%%

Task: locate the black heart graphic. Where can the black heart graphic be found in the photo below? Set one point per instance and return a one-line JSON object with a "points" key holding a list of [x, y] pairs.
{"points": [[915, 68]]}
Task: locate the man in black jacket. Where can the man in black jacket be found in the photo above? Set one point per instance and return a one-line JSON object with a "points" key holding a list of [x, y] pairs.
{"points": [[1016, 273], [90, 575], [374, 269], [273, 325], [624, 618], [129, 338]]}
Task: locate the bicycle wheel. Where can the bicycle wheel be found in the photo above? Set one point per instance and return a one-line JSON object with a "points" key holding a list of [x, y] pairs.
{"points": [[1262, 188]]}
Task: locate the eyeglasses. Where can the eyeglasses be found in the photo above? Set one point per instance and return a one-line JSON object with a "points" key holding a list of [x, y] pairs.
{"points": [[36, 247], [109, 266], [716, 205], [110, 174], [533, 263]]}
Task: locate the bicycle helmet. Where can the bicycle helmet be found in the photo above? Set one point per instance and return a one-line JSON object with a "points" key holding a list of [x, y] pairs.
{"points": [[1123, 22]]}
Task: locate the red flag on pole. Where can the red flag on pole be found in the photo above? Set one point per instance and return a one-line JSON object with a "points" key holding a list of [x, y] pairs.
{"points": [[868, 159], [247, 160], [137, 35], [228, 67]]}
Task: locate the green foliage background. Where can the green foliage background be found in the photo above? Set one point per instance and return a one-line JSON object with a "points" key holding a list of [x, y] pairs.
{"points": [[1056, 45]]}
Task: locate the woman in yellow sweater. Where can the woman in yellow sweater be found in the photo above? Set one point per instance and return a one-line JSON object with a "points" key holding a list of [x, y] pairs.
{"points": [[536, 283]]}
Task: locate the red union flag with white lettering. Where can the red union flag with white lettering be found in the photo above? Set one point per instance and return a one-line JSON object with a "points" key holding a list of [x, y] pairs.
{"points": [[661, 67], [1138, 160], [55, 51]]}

%%

**Assignment**. Copy, with no alteration, the line that contains "Task: locate the red union" and each remaining line of the listing above.

**Answer below**.
Task: locate the red union flag with white lettering. Where can the red union flag with white lettering be found in the photo above? Set one point per instance and return a one-line JSON object with a "points" key holding a list of [x, y] pairs.
{"points": [[661, 67], [1138, 160], [55, 51]]}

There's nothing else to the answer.